Saved entries:

★ ★ ★ ★ ★

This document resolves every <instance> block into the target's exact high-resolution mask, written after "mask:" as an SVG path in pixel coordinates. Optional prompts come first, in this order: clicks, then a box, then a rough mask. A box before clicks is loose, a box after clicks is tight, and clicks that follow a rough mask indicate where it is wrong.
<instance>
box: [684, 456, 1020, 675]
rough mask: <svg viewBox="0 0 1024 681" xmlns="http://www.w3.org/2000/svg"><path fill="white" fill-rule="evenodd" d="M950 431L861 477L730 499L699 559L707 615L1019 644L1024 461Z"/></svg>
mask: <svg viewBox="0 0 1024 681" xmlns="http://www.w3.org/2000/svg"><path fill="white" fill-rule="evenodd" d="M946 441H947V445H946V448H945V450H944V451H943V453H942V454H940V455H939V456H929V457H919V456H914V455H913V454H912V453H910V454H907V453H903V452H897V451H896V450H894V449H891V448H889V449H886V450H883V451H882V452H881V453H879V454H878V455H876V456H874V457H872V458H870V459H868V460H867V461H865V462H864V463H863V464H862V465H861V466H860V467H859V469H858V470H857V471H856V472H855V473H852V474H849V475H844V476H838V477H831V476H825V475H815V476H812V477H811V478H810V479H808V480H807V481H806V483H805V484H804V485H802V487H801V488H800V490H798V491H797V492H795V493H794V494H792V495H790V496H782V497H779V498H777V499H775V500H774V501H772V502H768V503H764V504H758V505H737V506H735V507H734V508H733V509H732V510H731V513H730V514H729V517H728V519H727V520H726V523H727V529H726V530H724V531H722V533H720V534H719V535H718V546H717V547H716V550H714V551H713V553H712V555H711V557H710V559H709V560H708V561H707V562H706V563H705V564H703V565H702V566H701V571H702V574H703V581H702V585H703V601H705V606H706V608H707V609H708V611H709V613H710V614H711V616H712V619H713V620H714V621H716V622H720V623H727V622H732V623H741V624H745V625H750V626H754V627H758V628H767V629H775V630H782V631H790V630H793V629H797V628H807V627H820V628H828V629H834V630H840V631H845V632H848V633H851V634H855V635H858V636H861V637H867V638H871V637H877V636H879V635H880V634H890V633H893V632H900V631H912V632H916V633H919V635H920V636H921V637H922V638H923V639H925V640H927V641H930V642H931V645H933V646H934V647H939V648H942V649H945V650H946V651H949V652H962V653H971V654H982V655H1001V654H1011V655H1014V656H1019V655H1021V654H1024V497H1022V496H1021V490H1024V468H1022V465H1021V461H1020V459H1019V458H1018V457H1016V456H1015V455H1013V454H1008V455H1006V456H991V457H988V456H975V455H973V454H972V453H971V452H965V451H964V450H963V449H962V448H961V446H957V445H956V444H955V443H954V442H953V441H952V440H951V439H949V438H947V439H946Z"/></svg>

★ ★ ★ ★ ★

WORK REQUIRED: Could you output every line of the records above as a JSON list of strings, with one string per line and blank lines left out?

RESPONSE TO THIS EXERCISE:
[
  "This document resolves every <instance> block into the target's exact high-resolution mask, written after \"mask:\" as an SVG path in pixel coordinates. Optional prompts come first, in this order: clicks, then a box, then a rough mask. A box before clicks is loose, a box after clicks is tight, and clicks that follow a rough mask indicate where it is wrong.",
  "<instance>",
  "box: [684, 456, 1020, 675]",
  "rough mask: <svg viewBox=\"0 0 1024 681\" xmlns=\"http://www.w3.org/2000/svg\"><path fill=\"white\" fill-rule=\"evenodd\" d=\"M950 431L861 477L730 499L699 559L707 615L1019 644L1024 461Z\"/></svg>",
  "mask: <svg viewBox=\"0 0 1024 681\" xmlns=\"http://www.w3.org/2000/svg\"><path fill=\"white\" fill-rule=\"evenodd\" d=\"M946 441H947V445H946V448H945V450H944V451H943V453H942V454H940V455H939V456H929V457H919V456H914V455H913V454H912V453H910V454H907V453H903V452H897V451H896V450H894V449H891V448H889V449H886V450H883V451H882V452H881V453H879V454H878V455H876V456H874V457H872V458H870V459H868V460H867V461H865V462H864V463H863V464H862V465H861V466H860V467H859V469H858V470H857V471H856V472H855V473H852V474H849V475H844V476H838V477H831V476H825V475H815V476H812V477H811V478H810V479H808V480H807V481H806V483H805V484H804V485H802V487H801V488H800V490H798V491H797V492H795V493H794V494H792V495H790V496H782V497H779V498H777V499H775V500H774V501H772V502H768V503H764V504H758V505H737V506H735V507H734V508H733V509H732V510H731V513H730V514H729V517H728V519H727V520H726V523H727V529H726V530H724V531H722V533H720V534H719V535H718V546H717V547H716V550H714V551H713V553H712V555H711V557H710V559H709V560H708V561H707V562H706V563H705V564H703V565H702V566H701V571H702V574H703V581H702V585H703V601H705V606H706V608H707V609H708V611H709V613H710V614H711V616H712V619H713V620H714V621H716V622H720V623H727V622H732V623H741V624H745V625H750V626H754V627H758V628H767V629H775V630H782V631H790V630H793V629H797V628H807V627H820V628H828V629H834V630H840V631H845V632H848V633H851V634H855V635H858V636H861V637H867V638H871V637H877V636H879V635H880V634H890V633H893V632H900V631H912V632H916V633H919V635H920V636H921V637H922V638H923V639H925V640H927V641H930V642H931V645H933V646H934V647H939V648H942V649H945V650H946V651H949V652H962V653H971V654H982V655H1001V654H1011V655H1014V656H1019V655H1021V654H1024V497H1022V496H1021V490H1024V468H1022V465H1021V461H1020V459H1019V458H1018V457H1016V456H1015V455H1013V454H1008V455H1006V456H991V457H988V456H975V455H973V454H972V453H971V452H965V451H964V450H963V449H962V448H961V446H957V445H956V444H955V443H954V442H953V441H952V440H951V439H949V438H947V439H946Z\"/></svg>"
]